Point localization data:
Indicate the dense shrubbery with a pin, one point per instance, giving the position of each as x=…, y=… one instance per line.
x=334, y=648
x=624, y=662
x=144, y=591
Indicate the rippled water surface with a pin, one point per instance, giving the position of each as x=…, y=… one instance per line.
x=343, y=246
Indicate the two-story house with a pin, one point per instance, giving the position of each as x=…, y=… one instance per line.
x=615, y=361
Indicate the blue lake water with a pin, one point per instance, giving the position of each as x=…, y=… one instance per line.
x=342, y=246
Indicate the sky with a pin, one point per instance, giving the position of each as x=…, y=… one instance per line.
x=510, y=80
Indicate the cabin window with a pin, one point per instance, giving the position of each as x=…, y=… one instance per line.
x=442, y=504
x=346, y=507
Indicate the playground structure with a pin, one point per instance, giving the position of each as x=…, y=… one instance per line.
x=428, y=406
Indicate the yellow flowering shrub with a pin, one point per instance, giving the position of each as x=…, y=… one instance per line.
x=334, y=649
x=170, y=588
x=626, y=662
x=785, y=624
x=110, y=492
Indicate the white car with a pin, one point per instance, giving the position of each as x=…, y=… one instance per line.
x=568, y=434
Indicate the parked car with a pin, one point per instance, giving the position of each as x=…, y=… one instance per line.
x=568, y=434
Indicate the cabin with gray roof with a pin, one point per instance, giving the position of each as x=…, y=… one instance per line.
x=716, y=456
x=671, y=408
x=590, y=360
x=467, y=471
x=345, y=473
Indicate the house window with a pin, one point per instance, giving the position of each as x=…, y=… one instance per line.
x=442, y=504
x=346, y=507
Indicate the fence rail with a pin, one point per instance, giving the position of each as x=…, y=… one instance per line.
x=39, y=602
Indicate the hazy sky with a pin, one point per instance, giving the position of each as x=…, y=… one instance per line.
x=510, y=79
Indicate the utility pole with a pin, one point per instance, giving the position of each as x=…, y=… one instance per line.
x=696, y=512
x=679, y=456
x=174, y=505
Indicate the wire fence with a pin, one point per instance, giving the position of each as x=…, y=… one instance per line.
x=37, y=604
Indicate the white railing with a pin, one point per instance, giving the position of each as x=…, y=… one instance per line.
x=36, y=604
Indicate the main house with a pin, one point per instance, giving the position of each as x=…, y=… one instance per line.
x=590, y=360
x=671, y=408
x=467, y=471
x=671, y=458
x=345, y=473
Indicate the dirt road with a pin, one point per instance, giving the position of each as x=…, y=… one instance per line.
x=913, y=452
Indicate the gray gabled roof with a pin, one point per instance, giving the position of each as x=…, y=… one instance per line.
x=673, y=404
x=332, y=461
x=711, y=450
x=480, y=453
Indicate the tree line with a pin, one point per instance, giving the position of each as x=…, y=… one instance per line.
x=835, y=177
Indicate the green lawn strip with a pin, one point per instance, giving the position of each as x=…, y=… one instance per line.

→ **Instructions to follow**:
Once more, write out all of the entries above exactly.

→ **Solution to the exercise**:
Indicate the dense shrubbery with a pin, one point per instance, giving the position of each as x=…, y=… one instance per line.
x=334, y=648
x=624, y=662
x=144, y=591
Indicate the rippled water surface with a pin, one point per instance, giving the position of each as x=…, y=… one instance per line.
x=343, y=246
Indicate the two-story house with a pin, one point per instance, giving the position of each as x=…, y=… one instance per line.
x=615, y=361
Indicate the blue lake water with a pin, one point per instance, giving the position of each as x=…, y=… one instance per line.
x=342, y=246
Indicate the sky with a pin, one point per instance, giving the position of each as x=…, y=… one instance per line.
x=510, y=80
Indicate the cabin window with a pin, one point per instance, giving the position of each as x=…, y=… one instance per line.
x=442, y=504
x=346, y=507
Indicate the playground structure with a pin, one point per instance, giving the position of each as x=…, y=… one instance per line.
x=428, y=406
Indicate the yellow flowering shrub with a pin, one point per instance, giving the position of each as x=…, y=… one instance per line.
x=334, y=649
x=170, y=588
x=626, y=662
x=785, y=624
x=110, y=492
Indicate the white car with a pin, one point per instance, giving the position of each as x=…, y=… one instance per line.
x=568, y=434
Indicate the parked car with a pin, one point per instance, giving the position of each as x=…, y=… one instance per line.
x=568, y=434
Indicate the cabin with gray roof with a pin, one point per instance, giving the position of each as x=…, y=… one instance per line.
x=716, y=456
x=671, y=408
x=590, y=360
x=467, y=471
x=345, y=473
Indicate the house window with a pin, one point per instance, giving the position of each as x=…, y=… one instance per line.
x=442, y=504
x=346, y=507
Indicate the fence rail with a pin, one point per instance, giving the position of each as x=…, y=… one instance per line.
x=39, y=602
Indicate the hazy sky with a pin, one point per instance, giving the position of each as x=…, y=… one instance per line.
x=510, y=79
Indicate the utility pole with a pin, one point per instance, giving the position of each as x=…, y=… one instance per line.
x=696, y=512
x=679, y=456
x=174, y=505
Indicate the wire fence with a pin, one point per instance, giving the position of each as x=…, y=… one instance per line.
x=37, y=604
Indicate the white railing with a pin, one point per instance, giving the position of each as x=…, y=… one instance per line.
x=36, y=604
Indicate the main house with a pin, one point per instance, giving the position of each as x=…, y=… one instance per line.
x=590, y=360
x=671, y=408
x=467, y=471
x=671, y=458
x=345, y=473
Indicate the dirt road with a pin, one point per instance, giving the position of each as x=…, y=… one instance per line.
x=913, y=452
Indicate the gray gabled roof with a pin, one point per instance, giving the position of each as x=…, y=… one instance per line.
x=673, y=404
x=332, y=461
x=711, y=450
x=480, y=453
Indicate the tree line with a pin, one point per instance, giving the position of each as x=…, y=… one instance per line.
x=835, y=177
Indicate the green lawn strip with a pin, one point per instance, giving the position of each as x=…, y=… one instance per line.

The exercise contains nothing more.